## Referring expression data
Segment Open

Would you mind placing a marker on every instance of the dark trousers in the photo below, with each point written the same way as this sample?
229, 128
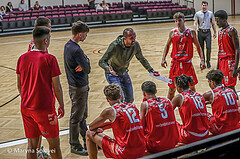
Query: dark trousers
207, 37
79, 112
125, 83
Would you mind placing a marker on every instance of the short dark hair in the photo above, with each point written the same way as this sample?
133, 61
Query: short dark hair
40, 33
204, 2
42, 21
149, 87
112, 91
125, 31
183, 81
178, 15
79, 27
221, 14
215, 76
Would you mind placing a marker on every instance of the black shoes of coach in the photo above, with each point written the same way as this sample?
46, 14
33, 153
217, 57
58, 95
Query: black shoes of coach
208, 65
79, 150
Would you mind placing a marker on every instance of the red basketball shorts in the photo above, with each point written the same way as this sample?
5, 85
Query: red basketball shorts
38, 123
227, 66
112, 149
186, 137
182, 68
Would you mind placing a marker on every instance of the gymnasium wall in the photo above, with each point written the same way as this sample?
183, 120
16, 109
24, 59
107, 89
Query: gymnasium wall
218, 4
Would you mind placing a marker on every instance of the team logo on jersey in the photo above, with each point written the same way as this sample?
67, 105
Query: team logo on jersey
181, 46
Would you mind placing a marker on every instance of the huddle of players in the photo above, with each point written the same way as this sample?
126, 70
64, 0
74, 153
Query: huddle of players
156, 128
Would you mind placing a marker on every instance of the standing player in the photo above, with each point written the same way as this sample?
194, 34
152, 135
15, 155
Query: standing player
77, 67
40, 21
125, 122
192, 110
228, 53
158, 119
182, 39
224, 104
204, 19
38, 80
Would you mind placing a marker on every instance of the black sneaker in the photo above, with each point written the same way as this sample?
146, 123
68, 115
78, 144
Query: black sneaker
208, 65
79, 150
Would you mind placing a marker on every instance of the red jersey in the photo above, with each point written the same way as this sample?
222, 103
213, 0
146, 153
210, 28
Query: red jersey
225, 108
31, 45
36, 70
128, 130
193, 112
225, 44
182, 49
161, 128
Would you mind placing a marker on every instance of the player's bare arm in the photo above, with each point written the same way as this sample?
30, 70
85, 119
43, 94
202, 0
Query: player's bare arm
59, 95
19, 83
143, 111
199, 50
177, 101
233, 33
112, 71
107, 114
166, 49
195, 25
208, 97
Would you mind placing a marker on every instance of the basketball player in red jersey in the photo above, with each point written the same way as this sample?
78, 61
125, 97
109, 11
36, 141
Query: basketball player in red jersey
192, 110
182, 39
158, 119
228, 53
224, 104
40, 21
125, 122
38, 81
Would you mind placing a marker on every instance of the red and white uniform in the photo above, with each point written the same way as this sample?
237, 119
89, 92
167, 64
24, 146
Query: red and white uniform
182, 54
128, 133
226, 55
160, 120
225, 111
31, 45
193, 113
36, 70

Segment Closed

## Exercise description
If a record holds a picture, leave the picture out, but repeat every line exactly.

## Finished task
Would you mind placing a marker on every instance of the dark trousers in the photo below, with each point written the same way as this sample?
229, 128
Query: dark trousers
207, 37
79, 112
125, 83
Would you mind placing a marker on every instance of the short dark hair in the photo above, with each point written the same way as this sample?
133, 61
Query: short dark hair
40, 33
204, 2
42, 21
149, 87
112, 91
125, 31
183, 81
178, 15
79, 27
221, 14
215, 76
Would you mind placing a marker on every instance of the black shoes of coach in the photo above, with each point written the same way as this sample?
46, 14
33, 153
217, 57
58, 95
Query: black shoes of coach
208, 65
79, 150
Would you mind placing a marker on every instance of the red basketball shorts in the photo above, with each point written the same way as this sample?
5, 85
Query: red basketball shorts
38, 123
227, 66
112, 149
186, 137
182, 68
Would you mind placing a marker on every instance of the gymnasium wall in the photo above, with each point written the same way as this sample?
183, 120
16, 109
24, 59
107, 89
Query: gymnasium wall
218, 4
Would you mind placing a marker on every instance of the team logo on jersey in the photo above, with each point written the same way as this sample?
67, 105
Query: team logo on jersey
181, 46
Would you mind placing a marker on every instance of the huddle of players in the photo above, with each point written the same way as this sample?
126, 70
64, 0
74, 153
Query: huddle of players
156, 128
Would you mind placing a marker on every instance of the standing player in the photo above, with each point written the same way as this sample?
194, 34
152, 135
15, 155
Query: standing player
77, 67
40, 21
125, 122
192, 110
228, 53
158, 119
182, 39
224, 104
204, 19
38, 80
Would you mind placing a marker on every instance of the black sneaker in the photo above, with each point written the same way as this sample?
146, 123
68, 115
78, 144
Query: black sneaker
208, 65
79, 150
Would you mind placing a marker on every instance of the red jersey in the photo above, with each point written the same way as this sample?
222, 103
213, 0
146, 153
210, 28
Query: red jersey
225, 108
31, 45
36, 70
128, 130
193, 112
225, 44
182, 49
161, 128
Would you mind placing a marker on every instance of the player's bare arm in the photo above, with each point written the same way as this sample?
30, 70
85, 119
43, 94
202, 0
Query: player's bare arm
59, 95
19, 83
143, 111
199, 50
177, 101
233, 33
112, 71
107, 114
166, 49
195, 25
208, 97
Would you mind placing a marker on every instance of the basketball player in red jersey in the photo above, with each point written the same way as this sample?
78, 61
125, 97
109, 11
36, 141
Query: basketball player in red jersey
192, 110
182, 39
158, 119
228, 53
224, 104
40, 21
125, 122
38, 81
Would you mind placing a marker on every instance of the red and white uniform in the photo above, with each point written the same way as this sample?
237, 119
89, 92
167, 64
24, 146
Query: red and white uniform
182, 54
128, 133
226, 55
160, 120
225, 111
31, 45
193, 113
36, 70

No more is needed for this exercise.